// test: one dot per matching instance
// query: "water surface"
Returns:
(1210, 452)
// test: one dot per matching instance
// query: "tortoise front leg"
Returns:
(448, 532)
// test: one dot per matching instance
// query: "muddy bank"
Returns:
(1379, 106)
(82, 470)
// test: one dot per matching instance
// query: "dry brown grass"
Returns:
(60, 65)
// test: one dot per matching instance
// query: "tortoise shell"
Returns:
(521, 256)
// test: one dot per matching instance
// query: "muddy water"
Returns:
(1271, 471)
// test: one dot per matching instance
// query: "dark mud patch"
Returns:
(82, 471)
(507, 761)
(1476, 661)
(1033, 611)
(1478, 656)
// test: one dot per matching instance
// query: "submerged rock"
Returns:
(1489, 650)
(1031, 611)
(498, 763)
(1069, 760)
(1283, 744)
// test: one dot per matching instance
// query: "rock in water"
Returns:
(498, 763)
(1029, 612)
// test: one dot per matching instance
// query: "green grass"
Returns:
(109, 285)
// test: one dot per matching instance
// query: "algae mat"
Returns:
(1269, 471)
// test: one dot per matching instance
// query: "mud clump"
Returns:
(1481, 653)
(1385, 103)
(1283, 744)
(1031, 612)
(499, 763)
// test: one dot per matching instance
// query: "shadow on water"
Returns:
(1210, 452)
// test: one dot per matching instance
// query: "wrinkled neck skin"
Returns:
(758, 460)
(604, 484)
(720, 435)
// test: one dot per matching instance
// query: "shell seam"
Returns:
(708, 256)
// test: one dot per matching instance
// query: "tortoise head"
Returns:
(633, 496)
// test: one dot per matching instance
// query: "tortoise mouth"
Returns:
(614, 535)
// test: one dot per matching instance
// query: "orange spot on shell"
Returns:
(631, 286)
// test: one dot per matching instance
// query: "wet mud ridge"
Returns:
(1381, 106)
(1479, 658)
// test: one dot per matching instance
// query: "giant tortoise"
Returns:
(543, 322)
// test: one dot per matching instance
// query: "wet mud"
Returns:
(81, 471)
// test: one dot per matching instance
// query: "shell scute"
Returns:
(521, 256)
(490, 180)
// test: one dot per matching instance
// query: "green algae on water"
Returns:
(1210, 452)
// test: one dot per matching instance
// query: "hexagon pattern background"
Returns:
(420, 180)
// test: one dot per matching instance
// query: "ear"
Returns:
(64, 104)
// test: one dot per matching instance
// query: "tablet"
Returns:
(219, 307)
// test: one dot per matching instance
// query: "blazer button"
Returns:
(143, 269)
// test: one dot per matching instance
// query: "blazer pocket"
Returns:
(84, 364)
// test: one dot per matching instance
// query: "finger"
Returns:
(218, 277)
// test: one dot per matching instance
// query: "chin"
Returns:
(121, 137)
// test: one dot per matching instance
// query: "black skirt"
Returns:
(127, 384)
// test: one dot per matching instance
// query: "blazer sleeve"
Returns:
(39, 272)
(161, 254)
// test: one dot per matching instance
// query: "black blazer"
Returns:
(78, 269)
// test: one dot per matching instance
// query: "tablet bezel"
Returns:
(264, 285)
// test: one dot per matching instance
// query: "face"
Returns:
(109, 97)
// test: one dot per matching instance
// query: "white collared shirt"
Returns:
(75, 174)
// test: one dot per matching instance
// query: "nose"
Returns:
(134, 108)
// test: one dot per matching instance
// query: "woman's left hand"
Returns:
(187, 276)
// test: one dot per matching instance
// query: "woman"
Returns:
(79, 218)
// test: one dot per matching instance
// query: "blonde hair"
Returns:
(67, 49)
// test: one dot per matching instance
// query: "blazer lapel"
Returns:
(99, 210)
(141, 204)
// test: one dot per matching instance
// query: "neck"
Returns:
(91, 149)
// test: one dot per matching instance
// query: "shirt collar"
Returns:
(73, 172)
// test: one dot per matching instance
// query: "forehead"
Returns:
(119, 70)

...

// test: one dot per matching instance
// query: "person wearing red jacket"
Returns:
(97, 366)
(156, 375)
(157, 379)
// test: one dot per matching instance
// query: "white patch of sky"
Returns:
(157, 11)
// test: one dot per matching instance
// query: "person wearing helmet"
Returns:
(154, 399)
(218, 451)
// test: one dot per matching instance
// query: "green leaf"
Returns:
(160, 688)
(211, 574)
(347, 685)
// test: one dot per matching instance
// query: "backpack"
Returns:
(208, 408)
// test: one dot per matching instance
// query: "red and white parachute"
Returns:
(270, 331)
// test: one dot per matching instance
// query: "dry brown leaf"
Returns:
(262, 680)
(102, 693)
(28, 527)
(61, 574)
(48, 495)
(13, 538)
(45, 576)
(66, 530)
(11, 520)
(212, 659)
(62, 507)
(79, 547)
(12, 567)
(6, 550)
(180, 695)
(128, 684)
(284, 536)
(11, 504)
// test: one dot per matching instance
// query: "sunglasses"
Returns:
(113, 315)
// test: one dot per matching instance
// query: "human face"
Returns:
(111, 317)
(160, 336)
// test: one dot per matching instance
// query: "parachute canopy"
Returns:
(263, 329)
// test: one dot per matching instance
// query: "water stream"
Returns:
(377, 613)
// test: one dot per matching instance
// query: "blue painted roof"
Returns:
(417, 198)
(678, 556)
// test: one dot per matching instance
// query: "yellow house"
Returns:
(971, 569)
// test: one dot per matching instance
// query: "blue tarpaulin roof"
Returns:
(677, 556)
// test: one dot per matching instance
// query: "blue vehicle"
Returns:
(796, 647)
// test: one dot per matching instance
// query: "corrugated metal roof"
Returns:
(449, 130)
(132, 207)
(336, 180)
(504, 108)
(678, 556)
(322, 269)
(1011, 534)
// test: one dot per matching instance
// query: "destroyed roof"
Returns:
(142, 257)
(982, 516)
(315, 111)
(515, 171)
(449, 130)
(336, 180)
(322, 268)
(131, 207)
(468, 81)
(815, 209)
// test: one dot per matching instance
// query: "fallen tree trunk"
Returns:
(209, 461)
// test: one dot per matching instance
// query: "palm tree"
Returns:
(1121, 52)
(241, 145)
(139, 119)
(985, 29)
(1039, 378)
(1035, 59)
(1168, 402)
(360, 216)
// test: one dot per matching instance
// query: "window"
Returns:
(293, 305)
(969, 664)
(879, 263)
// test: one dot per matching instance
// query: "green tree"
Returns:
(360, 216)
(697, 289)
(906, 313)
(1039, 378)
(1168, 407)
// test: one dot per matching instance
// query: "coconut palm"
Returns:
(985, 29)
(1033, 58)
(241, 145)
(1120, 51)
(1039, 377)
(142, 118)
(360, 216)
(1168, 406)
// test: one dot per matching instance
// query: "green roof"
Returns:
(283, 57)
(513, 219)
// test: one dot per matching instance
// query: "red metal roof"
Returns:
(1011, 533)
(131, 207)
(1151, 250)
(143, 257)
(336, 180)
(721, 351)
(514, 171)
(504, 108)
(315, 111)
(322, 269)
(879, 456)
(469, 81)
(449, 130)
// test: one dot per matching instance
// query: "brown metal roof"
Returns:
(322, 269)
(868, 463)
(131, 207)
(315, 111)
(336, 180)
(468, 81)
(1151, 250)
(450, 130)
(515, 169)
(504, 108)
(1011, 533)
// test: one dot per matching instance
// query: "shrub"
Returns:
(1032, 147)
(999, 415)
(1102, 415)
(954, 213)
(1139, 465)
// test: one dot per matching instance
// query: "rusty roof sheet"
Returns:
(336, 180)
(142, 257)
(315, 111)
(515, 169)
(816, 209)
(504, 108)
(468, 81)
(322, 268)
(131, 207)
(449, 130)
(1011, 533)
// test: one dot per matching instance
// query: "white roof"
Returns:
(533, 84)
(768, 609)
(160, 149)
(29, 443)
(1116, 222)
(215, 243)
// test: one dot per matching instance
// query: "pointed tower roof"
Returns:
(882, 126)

# Problem requirements
A single figure is the whole answer: the number of lines in the listing that contain the word "green".

# Reply to the task
5